Most IRs gain access to the biliary system for management of BDI using either a “one-stick” or “two-stick” technique. In a two-stick approach, a needle (usually a 21- or 22-gauge Chiba) is passed into the hepatic parenchyma either under fluoroscopic or under sonographic guidance. Once access to the biliary system is confirmed by contrast injection (Fig. 1a), a more suitable duct is then selected for definitive access and targeted by a second Chiba needle under fluoroscopic guidance (Fig. 1b). The selected duct is typically peripheral (reduces the risk of bleeding), inferior (reduces the risk of pleural damage), and has a good trajectory toward the CBD (facilitates a mechanical advantage). However, the duct selected will depend on the goals of the procedure. After obtaining wire access into the selected duct, a microwire is passed through the needle toward the CBD (Fig. 1c). Then, a transitional dilator set such as the Neff Percutaneous Access Set (Cook Medical, Bloomington, IN) is passed over the wire to convert the micro-access system to a more stable 0.035″ or 0.038″ wire system (Fig. 1d). In the single-stick approach, a needle is passed into the hepatic parenchyma toward the biliary system either under fluoroscopic or under sonographic guidance. If the accessed duct is adequately peripheral and has a reasonable course to the CBD after contrast injection through the needle, then a micro-wire is passed through the needle toward the CBD and the procedure proceeds in a similar fashion as the two-stick technique. For right-sided biliary access, the needle is advanced between the 9th and 11th intercostal space in the mid-axillary line. For left-sided biliary access, the needle is placed in the sub-xiphoid region. Left-sided approaches to the biliary system are less common, most likely due to technical challenges in catheter and wire manipulation. Yet, a left-sided approach can be more comfortable for patients as the intercostal muscles are spared. Moreover, there is a lower risk of diaphragmatic injury during a left-sided approach.

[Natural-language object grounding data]
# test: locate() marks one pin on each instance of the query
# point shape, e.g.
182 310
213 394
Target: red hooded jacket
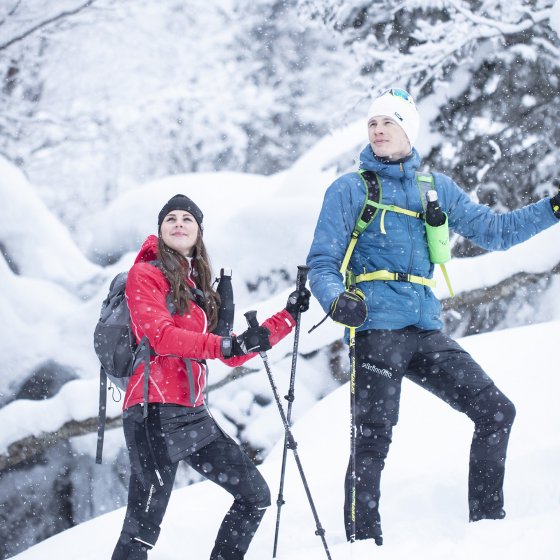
174 337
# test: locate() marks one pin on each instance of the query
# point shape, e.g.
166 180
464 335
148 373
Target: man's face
388 140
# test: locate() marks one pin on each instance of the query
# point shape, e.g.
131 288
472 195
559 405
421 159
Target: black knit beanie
181 202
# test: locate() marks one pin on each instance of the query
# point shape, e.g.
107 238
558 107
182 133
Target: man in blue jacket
397 322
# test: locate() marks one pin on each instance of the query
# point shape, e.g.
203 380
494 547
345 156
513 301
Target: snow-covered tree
486 75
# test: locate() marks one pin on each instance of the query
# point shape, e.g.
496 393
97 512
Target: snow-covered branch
41 24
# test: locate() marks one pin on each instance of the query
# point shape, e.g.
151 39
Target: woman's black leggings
222 461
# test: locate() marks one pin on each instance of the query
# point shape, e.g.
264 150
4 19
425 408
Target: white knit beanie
403 111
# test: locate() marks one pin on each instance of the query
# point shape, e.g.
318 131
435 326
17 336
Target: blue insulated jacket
403 248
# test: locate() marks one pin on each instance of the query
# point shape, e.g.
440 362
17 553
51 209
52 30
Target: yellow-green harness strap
385 275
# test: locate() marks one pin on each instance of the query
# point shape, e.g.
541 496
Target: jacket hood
403 168
148 252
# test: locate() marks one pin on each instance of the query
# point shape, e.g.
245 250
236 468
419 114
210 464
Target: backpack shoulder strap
367 214
425 182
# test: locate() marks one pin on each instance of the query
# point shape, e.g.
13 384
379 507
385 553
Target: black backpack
120 354
117 350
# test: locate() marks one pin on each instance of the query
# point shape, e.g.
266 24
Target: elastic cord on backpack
145 348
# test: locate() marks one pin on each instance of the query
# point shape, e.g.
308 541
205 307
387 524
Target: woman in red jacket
178 425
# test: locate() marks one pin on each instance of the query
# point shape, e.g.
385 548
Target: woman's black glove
349 309
254 339
298 302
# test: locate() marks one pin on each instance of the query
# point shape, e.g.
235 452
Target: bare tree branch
31 446
41 25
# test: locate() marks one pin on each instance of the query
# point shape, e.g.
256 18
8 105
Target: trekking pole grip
301 278
251 317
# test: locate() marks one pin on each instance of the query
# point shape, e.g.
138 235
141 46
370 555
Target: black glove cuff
226 346
555 202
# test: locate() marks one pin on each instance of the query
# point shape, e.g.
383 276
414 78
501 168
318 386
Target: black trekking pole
251 317
300 285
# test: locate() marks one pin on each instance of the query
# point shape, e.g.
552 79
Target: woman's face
179 231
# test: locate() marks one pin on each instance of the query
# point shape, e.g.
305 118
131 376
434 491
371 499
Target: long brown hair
176 269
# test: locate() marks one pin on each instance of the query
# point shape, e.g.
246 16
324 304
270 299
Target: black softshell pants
436 362
221 460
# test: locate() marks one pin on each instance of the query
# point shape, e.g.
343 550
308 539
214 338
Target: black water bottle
226 312
434 214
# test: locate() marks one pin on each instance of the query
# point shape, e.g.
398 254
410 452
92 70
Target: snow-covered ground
424 510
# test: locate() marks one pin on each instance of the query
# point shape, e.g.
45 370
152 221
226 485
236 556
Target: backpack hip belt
385 275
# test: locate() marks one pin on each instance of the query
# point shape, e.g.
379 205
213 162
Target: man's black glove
349 309
298 302
254 339
555 200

• Description of the task: Retype, word for word, the entire passage on one-stick and two-stick biliary access shown before the items.

• The completed task:
Most IRs gain access to the biliary system for management of BDI using either a “one-stick” or “two-stick” technique. In a two-stick approach, a needle (usually a 21- or 22-gauge Chiba) is passed into the hepatic parenchyma either under fluoroscopic or under sonographic guidance. Once access to the biliary system is confirmed by contrast injection (Fig. 1a), a more suitable duct is then selected for definitive access and targeted by a second Chiba needle under fluoroscopic guidance (Fig. 1b). The selected duct is typically peripheral (reduces the risk of bleeding), inferior (reduces the risk of pleural damage), and has a good trajectory toward the CBD (facilitates a mechanical advantage). However, the duct selected will depend on the goals of the procedure. After obtaining wire access into the selected duct, a microwire is passed through the needle toward the CBD (Fig. 1c). Then, a transitional dilator set such as the Neff Percutaneous Access Set (Cook Medical, Bloomington, IN) is passed over the wire to convert the micro-access system to a more stable 0.035″ or 0.038″ wire system (Fig. 1d). In the single-stick approach, a needle is passed into the hepatic parenchyma toward the biliary system either under fluoroscopic or under sonographic guidance. If the accessed duct is adequately peripheral and has a reasonable course to the CBD after contrast injection through the needle, then a micro-wire is passed through the needle toward the CBD and the procedure proceeds in a similar fashion as the two-stick technique. For right-sided biliary access, the needle is advanced between the 9th and 11th intercostal space in the mid-axillary line. For left-sided biliary access, the needle is placed in the sub-xiphoid region. Left-sided approaches to the biliary system are less common, most likely due to technical challenges in catheter and wire manipulation. Yet, a left-sided approach can be more comfortable for patients as the intercostal muscles are spared. Moreover, there is a lower risk of diaphragmatic injury during a left-sided approach.